By Alan Maass | August 19, 2005 | Pages 1 and 2

THE BUSH administration denounced the Iranian government as a "threat to peace" for restarting a uranium enrichment operation that the U.S. claims will be used to make weapons.

But a conservative U.S. magazine is reporting that the real threat is coming from Washington--with Dick Cheney ordering the Pentagon to develop new plans for a military strike against Iran, including the use of "bunker-busting" nuclear weapons.

U.S. rhetoric against the Iranian government, led by newly inaugurated President Mahmoud Ahmadinejad, reached a fever pitch after Iran resumed work at a key nuclear facility, ending a self-imposed ban on uranium conversion while it negotiated with a group of European countries. Bush's new Ambassador to the United Nations John Bolton claimed that "Iran will have nuclear weapons" soon as a result.

But the U.S. government's spy agencies think differently. Anonymous sources told a Washington Post reporter that the most recent National Intelligence Estimate on Iran concluded that it is 10 years away from obtaining "the key ingredient for a nuclear weapon." United Nations (UN) inspectors haven't reported any concrete evidence that Iran has been conducting a nuclear weapons program, or that it has a design for a warhead.

The same can't be said for nearby India or Pakistan--a newly converted U.S. ally in the U.S. "war on terror"--but Bush isn't denouncing them as "threats to peace." Both countries, like Washington's favorite ally, Israel, have refused to sign the international nuclear non-proliferation treaty. Iran, on the other hand, is a signer, which is why UN inspectors have current information on the country's nuclear program.

Bush said last week that he might use military force if Iran didn't halt its nuclear program, but a report in Pat Buchanan's American Conservative magazine showed that plans for an attack are further advanced than his administration is admitting.
====
» Your assignment:
In the article on U.S. threats against Iran, how far is Iran from obtaining "the key ingredient for a nuclear weapon," according to the most recent National Intelligence Estimate?
====
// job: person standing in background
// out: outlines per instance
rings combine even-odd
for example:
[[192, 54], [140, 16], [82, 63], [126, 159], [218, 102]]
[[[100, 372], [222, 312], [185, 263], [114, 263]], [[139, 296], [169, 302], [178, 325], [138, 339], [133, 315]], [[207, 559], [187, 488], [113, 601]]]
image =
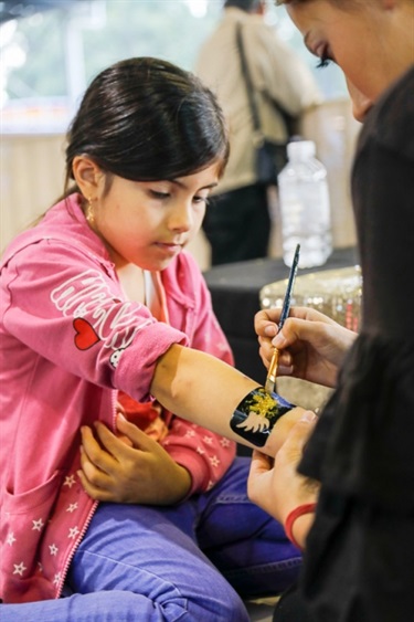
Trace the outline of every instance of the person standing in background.
[[[237, 49], [237, 28], [266, 138], [286, 143], [275, 103], [291, 117], [321, 102], [311, 72], [264, 21], [264, 0], [226, 0], [223, 19], [202, 45], [195, 73], [216, 94], [230, 126], [229, 165], [203, 221], [212, 265], [265, 257], [270, 236], [267, 187], [255, 172], [255, 131]], [[240, 24], [240, 25], [238, 25]]]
====
» Finished task:
10 years.